start SELECTED EXTRACT

From: "Edward A. James" <eaja...@us.ibm.com>

Add logic to detect a number of error scenarios on the OCC. Export any
error through an additional non-hwmon device attribute.

Signed-off-by: Edward A. James <eaja...@us.ibm.com>
---
 Documentation/ABI/testing/sysfs-driver-occ-hwmon | 12 ++++++
 drivers/hwmon/occ/common.c                       | 53 +++++++++++++++++++++++-
 drivers/hwmon/occ/common.h                       | 13 +++++-
 drivers/hwmon/occ/p8_i2c.c                       | 10 ++++-
 drivers/hwmon/occ/p9_sbe.c                       |  9 +++-
 5 files changed, 93 insertions(+), 4 deletions(-)

diff --git a/Documentation/ABI/testing/sysfs-driver-occ-hwmon 
b/Documentation/ABI/testing/sysfs-driver-occ-hwmon
index ddf6cd7..9e2be27 100644
--- a/Documentation/ABI/testing/sysfs-driver-occ-hwmon
+++ b/Documentation/ABI/testing/sysfs-driver-occ-hwmon
@@ -24,6 +24,18 @@ Description:
                respectively) whether or not this OCC has limited the processor
                frequency due to power usage.

end SELECTED EXTRACT
start DATA SHOWN

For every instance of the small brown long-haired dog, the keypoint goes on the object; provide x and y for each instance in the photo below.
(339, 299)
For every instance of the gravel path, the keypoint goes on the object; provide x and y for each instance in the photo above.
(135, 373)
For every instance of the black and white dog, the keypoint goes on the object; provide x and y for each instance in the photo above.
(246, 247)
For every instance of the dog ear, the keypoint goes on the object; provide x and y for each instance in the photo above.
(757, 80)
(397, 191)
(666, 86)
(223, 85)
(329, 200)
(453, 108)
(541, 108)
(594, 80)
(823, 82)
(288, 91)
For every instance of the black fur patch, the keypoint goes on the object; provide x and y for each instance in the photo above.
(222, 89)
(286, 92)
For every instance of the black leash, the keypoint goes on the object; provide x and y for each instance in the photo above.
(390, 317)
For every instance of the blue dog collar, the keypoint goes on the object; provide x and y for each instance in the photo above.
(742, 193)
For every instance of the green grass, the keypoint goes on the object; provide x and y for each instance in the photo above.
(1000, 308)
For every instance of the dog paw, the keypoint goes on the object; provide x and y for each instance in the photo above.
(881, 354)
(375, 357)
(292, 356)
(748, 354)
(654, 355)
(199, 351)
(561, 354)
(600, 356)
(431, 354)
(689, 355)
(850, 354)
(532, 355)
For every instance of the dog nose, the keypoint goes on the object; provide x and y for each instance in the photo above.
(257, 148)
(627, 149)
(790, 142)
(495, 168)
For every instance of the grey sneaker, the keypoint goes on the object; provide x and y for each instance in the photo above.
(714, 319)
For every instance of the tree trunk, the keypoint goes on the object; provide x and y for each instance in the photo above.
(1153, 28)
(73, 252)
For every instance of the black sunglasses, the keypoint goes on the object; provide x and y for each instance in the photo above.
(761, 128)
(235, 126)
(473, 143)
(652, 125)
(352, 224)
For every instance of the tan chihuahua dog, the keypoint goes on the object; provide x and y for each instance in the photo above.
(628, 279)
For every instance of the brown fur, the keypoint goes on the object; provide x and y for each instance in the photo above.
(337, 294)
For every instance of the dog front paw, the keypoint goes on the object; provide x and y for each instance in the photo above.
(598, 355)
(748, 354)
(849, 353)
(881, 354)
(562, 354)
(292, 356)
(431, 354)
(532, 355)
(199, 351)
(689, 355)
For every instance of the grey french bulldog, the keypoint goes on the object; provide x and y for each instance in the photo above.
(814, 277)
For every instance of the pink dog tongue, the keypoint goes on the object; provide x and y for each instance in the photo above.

end DATA SHOWN

### WRITTEN TASKS
[1] Answer these questions from the OCC error-detection patch, one line each:
(a) Through what kind of device attribute does the patch export errors?
(b) How many files does it change, and with how many insertions and deletions?
(c) Which file has the largest count of changed lines, and what is that count?
[2] Extend the OCC error-detection patch, beginning right after its final line.

### ANSWER SET
[1]
(a) An additional non-hwmon device attribute.
(b) Five files, with 93 insertions and 4 deletions.
(c) drivers/hwmon/occ/common.c, with 53.

[2]
 
+What:          /sys/bus/platform/drivers/occ-hwmon/<dev>/occ_error
+Date:          June 2017
+KernelVersion: 4.14
+Contact:       eaja...@us.ibm.com
+Description:
+               A read-only attribute that indicates any error condition
+               observed by the OCC or detected by the driver. Reading the
+               attribute will return an integer. A positive integer indicates
+               an error response from the OCC. A negative integer indicates a
+               possible bus error or other error condition detected by the
+               driver. A "0" indicates no error.
+
 What:          /sys/bus/platform/drivers/occ-hwmon/<dev>/occ_master
 Date:          June 2017
 KernelVersion: 4.14
diff --git a/drivers/hwmon/occ/common.c b/drivers/hwmon/occ/common.c
index 1645776..f124f87 100644
--- a/drivers/hwmon/occ/common.c
+++ b/drivers/hwmon/occ/common.c
@@ -11,6 +11,9 @@
 #include "common.h"
 #include <linux/hwmon.h>
 
+/* counter so we can verify against count from OCC response */
+static atomic_t occ_num_occs = ATOMIC_INIT(0);
+
 /* OCC sensor type and version definitions */
 
 struct temp_sensor_1 {
@@ -112,6 +115,9 @@ struct extended_sensor {
 
 static int occ_poll(struct occ *occ)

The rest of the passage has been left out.